## Exercise
Which lines in the items below contain the string "positive"? Pull out each of those lines and copy it without changes.

## Supplied data
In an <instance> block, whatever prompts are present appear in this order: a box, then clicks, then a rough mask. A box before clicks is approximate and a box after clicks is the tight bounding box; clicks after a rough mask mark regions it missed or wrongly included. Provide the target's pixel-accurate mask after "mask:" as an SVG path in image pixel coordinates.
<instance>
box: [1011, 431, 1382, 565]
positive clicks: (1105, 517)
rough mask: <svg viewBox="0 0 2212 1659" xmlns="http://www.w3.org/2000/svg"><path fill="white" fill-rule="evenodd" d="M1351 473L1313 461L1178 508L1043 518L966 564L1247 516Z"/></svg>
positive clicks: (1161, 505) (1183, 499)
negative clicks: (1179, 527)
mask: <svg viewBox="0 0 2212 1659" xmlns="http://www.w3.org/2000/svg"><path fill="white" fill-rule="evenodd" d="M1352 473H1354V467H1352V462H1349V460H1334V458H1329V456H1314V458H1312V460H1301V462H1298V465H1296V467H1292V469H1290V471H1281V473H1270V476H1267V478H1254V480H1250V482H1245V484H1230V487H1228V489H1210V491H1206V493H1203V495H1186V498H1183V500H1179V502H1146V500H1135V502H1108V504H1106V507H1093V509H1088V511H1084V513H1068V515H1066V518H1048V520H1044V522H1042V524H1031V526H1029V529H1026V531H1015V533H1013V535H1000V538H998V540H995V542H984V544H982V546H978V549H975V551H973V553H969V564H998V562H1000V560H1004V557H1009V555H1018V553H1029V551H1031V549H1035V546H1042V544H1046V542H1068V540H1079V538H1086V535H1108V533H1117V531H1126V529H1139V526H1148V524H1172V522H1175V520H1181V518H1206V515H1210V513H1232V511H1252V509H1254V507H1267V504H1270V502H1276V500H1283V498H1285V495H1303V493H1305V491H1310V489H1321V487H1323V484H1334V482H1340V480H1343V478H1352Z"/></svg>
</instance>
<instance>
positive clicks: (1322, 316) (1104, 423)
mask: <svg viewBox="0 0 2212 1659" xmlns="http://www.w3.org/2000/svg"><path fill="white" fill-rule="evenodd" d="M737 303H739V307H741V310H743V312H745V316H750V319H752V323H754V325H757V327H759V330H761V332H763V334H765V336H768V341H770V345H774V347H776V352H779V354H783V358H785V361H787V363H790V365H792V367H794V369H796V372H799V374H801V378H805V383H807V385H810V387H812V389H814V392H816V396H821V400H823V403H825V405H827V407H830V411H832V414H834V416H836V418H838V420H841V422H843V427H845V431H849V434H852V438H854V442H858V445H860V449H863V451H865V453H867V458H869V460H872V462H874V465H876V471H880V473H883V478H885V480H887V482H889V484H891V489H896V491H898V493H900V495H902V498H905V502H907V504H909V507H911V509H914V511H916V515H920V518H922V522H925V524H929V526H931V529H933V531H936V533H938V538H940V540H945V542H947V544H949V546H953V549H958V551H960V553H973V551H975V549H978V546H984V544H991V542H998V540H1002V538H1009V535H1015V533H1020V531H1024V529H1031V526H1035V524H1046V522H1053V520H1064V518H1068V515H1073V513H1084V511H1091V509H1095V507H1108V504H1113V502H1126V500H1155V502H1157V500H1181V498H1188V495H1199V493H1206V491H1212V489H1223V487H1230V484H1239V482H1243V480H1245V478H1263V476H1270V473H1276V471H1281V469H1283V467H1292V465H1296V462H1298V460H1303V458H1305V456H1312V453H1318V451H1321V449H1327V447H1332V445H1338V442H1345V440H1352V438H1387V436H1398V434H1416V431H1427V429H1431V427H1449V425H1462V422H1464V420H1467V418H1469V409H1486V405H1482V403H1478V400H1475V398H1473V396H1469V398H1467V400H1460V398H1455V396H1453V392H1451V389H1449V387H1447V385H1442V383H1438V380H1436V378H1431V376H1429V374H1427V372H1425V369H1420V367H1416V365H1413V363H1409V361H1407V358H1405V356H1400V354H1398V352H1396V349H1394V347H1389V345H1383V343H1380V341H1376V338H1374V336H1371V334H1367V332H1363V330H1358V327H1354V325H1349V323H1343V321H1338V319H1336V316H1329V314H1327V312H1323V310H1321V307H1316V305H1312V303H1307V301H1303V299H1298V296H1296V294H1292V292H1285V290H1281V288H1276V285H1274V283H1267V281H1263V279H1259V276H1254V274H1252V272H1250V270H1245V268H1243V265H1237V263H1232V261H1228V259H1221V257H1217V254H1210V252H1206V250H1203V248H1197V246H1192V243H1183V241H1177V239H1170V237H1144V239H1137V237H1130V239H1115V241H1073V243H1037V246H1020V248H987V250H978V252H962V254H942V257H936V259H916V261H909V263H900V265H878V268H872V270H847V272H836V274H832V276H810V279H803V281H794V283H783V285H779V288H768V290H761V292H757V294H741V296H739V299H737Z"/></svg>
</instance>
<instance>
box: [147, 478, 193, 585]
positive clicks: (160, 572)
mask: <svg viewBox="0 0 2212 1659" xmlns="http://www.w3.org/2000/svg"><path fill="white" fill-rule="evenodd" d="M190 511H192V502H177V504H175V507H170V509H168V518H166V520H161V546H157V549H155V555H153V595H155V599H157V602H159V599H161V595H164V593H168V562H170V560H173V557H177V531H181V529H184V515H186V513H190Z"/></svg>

## Exercise response
positive clicks: (1105, 517)
positive clicks: (1161, 505) (1183, 499)
positive clicks: (1322, 316) (1104, 423)
positive clicks: (160, 572)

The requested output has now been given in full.